* Data rows
- - - - - - -

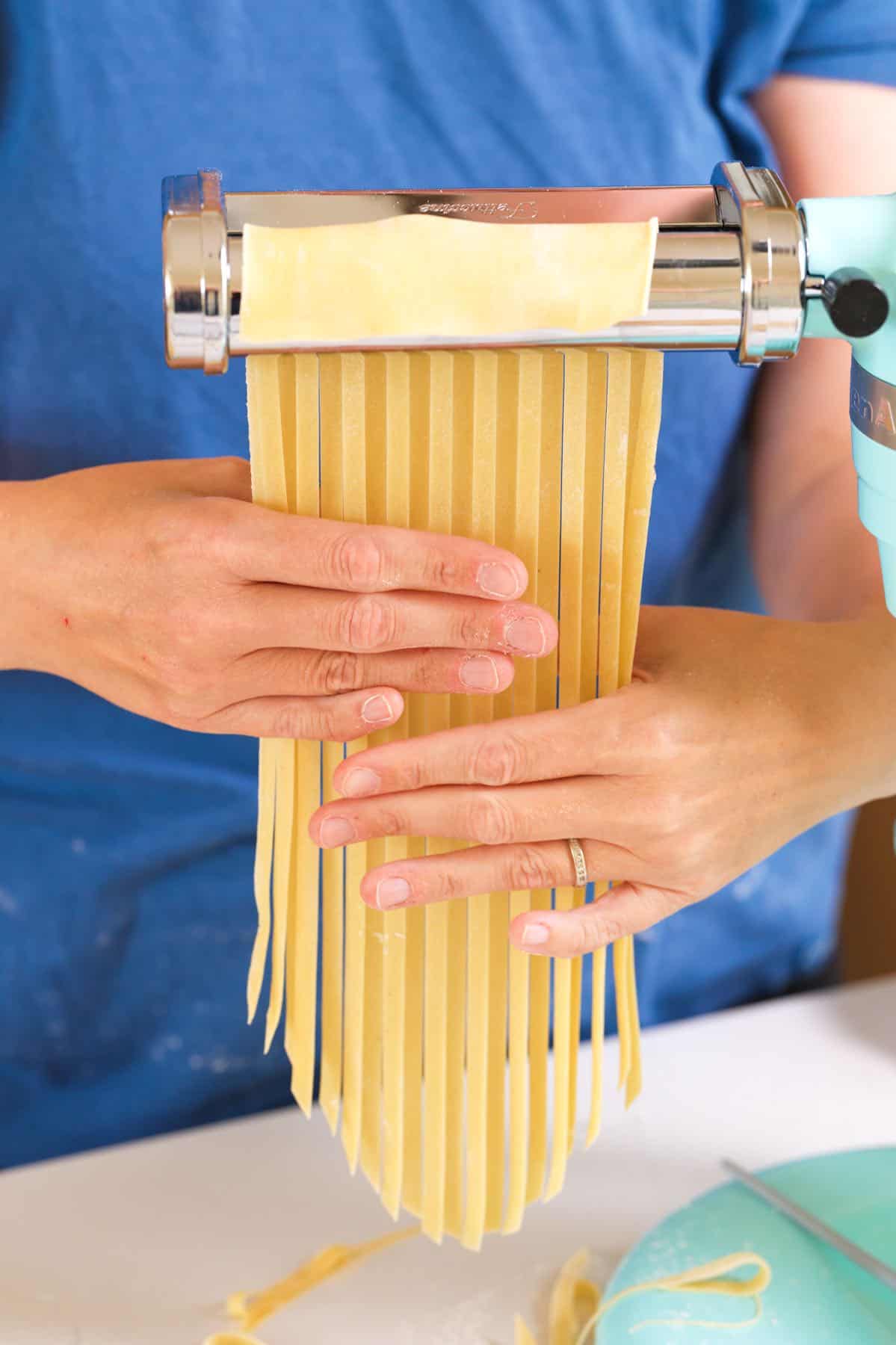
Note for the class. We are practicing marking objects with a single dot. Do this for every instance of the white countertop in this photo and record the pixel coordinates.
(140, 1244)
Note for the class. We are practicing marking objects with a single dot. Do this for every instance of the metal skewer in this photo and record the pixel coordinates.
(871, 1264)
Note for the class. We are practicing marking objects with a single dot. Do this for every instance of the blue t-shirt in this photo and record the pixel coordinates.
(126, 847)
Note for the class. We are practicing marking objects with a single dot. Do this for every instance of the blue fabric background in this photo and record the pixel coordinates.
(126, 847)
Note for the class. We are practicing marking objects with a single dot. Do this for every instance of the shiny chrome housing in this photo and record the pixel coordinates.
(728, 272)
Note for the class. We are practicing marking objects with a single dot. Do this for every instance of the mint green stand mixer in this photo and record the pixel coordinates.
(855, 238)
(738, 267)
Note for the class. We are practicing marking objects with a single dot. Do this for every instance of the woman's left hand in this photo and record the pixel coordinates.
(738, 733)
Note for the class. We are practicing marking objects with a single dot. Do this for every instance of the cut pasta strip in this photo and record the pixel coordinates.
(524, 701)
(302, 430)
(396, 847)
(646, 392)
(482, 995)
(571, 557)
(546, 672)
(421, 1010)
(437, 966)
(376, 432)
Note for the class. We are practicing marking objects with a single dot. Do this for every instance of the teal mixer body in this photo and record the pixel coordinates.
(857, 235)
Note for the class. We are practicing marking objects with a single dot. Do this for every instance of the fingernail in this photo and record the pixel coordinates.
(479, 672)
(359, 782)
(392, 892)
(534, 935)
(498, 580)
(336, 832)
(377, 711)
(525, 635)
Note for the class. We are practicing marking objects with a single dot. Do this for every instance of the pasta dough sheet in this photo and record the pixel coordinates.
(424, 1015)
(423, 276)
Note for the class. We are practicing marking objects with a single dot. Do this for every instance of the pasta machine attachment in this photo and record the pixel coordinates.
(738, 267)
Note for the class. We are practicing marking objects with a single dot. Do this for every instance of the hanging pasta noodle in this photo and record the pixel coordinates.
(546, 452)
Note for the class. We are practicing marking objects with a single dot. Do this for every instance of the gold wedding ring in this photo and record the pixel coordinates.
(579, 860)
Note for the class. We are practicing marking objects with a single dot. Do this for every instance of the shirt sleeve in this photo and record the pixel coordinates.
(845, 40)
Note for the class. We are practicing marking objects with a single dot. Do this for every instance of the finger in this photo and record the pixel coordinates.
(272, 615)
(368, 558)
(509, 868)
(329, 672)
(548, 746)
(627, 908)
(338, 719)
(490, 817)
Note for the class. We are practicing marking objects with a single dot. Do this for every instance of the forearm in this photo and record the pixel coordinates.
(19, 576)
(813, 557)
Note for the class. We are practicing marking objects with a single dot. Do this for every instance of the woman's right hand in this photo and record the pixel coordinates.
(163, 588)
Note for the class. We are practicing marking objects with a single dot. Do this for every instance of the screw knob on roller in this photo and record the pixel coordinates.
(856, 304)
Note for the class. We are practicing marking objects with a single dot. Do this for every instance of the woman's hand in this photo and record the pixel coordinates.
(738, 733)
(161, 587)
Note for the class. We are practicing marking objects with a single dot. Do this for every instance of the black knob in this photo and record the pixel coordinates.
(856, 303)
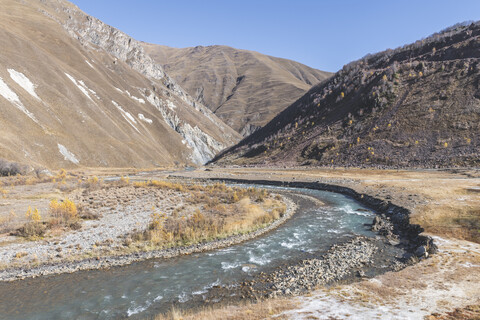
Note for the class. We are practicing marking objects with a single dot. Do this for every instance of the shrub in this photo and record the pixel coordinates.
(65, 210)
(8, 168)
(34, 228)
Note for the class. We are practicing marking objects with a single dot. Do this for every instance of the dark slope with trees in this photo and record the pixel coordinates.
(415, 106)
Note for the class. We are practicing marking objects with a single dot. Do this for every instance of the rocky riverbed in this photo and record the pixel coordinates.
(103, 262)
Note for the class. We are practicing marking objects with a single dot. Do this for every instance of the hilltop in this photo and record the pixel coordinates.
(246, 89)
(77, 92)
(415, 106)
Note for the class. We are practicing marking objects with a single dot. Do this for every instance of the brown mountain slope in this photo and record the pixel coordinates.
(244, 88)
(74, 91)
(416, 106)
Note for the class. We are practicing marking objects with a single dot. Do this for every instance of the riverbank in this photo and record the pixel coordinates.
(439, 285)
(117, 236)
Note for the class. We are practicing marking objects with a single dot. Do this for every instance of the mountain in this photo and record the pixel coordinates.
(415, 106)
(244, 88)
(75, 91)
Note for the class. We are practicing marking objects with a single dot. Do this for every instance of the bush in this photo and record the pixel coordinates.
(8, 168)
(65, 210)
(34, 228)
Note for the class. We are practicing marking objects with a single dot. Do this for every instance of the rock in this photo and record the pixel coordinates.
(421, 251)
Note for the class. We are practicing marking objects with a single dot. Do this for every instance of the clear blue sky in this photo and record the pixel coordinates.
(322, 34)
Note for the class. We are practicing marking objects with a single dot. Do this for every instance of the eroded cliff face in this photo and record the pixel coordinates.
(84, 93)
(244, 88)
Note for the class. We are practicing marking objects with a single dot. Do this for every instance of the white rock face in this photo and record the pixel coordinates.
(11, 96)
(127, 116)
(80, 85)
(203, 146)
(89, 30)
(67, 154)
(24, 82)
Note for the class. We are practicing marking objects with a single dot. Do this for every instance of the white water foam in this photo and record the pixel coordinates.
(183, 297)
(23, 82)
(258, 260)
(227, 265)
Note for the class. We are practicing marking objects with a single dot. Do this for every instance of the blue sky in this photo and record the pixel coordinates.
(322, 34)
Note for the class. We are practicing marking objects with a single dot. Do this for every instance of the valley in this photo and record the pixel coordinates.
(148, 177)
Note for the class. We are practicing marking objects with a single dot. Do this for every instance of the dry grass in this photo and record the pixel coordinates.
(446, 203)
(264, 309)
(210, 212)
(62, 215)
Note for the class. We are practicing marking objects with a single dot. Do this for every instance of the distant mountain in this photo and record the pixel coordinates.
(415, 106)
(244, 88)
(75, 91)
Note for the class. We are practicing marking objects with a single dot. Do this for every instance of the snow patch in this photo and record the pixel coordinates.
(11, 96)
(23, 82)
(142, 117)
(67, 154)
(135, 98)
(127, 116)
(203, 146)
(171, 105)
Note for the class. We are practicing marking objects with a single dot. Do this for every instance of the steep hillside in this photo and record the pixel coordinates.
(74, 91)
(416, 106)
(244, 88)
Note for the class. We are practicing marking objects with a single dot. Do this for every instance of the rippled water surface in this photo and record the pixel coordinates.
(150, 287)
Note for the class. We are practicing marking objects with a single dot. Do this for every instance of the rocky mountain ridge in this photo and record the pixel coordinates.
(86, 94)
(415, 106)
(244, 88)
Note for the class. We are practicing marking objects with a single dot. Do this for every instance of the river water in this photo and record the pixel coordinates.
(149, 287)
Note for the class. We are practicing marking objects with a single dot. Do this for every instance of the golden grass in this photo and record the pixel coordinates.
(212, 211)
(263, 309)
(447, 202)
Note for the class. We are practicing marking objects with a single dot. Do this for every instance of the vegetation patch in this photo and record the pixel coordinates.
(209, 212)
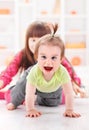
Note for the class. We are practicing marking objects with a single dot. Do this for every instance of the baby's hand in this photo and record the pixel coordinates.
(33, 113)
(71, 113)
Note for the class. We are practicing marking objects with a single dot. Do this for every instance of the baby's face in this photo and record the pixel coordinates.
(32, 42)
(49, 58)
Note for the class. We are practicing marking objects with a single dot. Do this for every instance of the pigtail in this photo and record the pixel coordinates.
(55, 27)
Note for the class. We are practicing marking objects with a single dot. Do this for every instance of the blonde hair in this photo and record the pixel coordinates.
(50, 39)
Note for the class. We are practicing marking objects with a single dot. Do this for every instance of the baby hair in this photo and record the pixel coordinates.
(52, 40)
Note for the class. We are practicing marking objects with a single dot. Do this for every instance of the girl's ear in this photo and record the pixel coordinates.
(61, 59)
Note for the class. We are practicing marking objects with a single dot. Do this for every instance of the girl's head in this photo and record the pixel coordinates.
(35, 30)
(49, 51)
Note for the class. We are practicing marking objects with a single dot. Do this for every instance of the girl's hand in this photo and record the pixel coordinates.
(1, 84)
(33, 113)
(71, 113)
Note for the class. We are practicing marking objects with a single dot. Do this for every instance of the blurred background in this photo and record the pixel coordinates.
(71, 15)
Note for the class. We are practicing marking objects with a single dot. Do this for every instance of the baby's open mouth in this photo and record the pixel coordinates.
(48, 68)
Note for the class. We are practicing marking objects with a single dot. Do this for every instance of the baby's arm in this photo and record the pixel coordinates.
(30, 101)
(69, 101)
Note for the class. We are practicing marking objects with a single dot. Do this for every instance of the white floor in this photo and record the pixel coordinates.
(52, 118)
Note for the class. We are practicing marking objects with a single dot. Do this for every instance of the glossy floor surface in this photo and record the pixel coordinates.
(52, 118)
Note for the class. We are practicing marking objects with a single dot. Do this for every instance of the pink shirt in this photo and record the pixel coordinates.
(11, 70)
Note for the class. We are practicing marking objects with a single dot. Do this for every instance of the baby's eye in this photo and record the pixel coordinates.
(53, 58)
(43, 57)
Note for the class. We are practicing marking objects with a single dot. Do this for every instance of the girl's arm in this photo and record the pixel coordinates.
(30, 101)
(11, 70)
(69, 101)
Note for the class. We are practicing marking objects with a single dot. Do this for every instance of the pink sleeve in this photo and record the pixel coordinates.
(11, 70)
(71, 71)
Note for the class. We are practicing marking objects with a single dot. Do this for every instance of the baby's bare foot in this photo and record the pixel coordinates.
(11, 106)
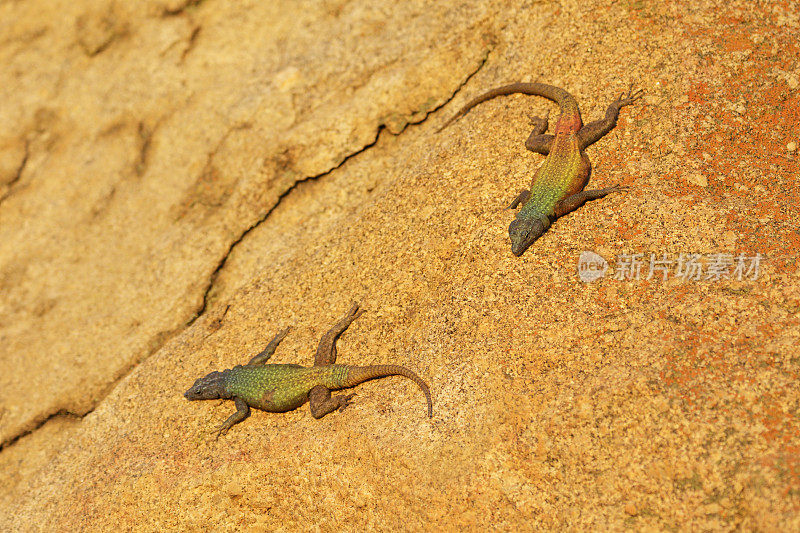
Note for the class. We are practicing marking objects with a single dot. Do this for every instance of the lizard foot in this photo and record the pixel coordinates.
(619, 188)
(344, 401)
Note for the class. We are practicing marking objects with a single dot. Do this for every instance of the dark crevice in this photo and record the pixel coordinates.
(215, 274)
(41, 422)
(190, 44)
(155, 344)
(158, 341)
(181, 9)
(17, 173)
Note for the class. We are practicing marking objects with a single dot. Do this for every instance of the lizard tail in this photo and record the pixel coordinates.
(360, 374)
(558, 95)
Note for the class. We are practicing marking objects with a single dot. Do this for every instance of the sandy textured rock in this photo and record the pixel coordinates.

- - - - - - -

* To be done
Arrange the data from its beginning through the line containing "(871, 1264)" as a numbered list, skipping blank lines and leaving out the pictures.

* Problem solution
1. Note for the class. We are practicing marking objects with a single dot. Do this for every instance of the white countertop in this photo and record the pixel coordinates.
2. (140, 1244)
3. Note for the class. We are practicing marking objects with a single dot. Do this for every instance of the metal skewer in this photo and record the pixel coordinates.
4. (871, 1264)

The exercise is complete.